-------- LISTED ENTRIES --------
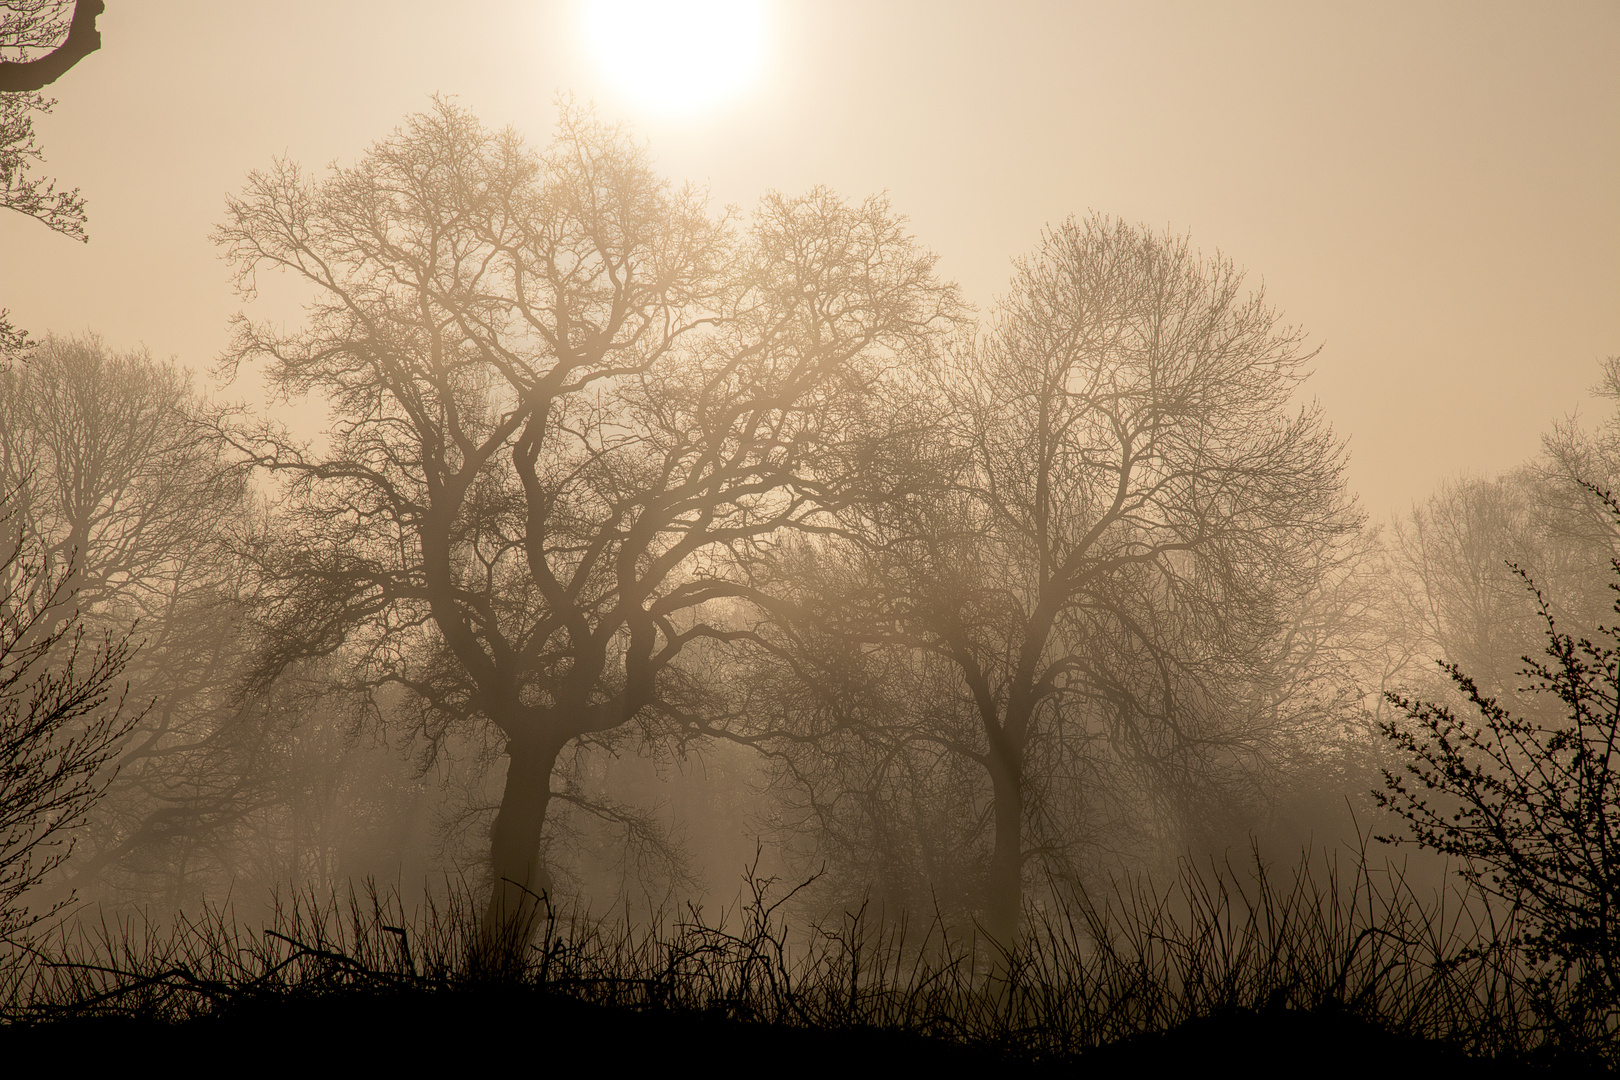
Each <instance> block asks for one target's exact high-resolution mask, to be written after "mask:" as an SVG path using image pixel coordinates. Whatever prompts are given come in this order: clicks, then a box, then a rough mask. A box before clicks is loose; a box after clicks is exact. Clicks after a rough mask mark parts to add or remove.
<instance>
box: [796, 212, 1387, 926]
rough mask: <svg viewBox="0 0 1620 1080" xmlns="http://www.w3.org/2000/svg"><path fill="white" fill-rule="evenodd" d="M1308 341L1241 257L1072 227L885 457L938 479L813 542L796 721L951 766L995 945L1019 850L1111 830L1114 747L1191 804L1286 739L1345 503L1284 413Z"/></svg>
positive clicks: (1350, 514)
--------
WHAT IS EXPECTED: Leaving out the pictures, print every record exactly as written.

SOLUTION TO THIS TASK:
Each <instance> block asks for one target's exact high-resolution mask, to be written after "mask:" as an SVG path using image pixel coordinates. Whatever prompts are given come in this order: clicks, then a box, then a rough mask. A box before clicks is loose; a box after clicks is exact. Clicks after a rough mask mark parts to add or remove.
<instance>
box: [796, 212, 1387, 926]
rough mask: <svg viewBox="0 0 1620 1080" xmlns="http://www.w3.org/2000/svg"><path fill="white" fill-rule="evenodd" d="M1308 341L1241 257L1072 227L885 457L938 479L813 542L796 721L951 766L995 945L1019 850L1111 830L1114 747L1191 804L1286 739L1345 503L1284 413Z"/></svg>
positive clicks: (1350, 514)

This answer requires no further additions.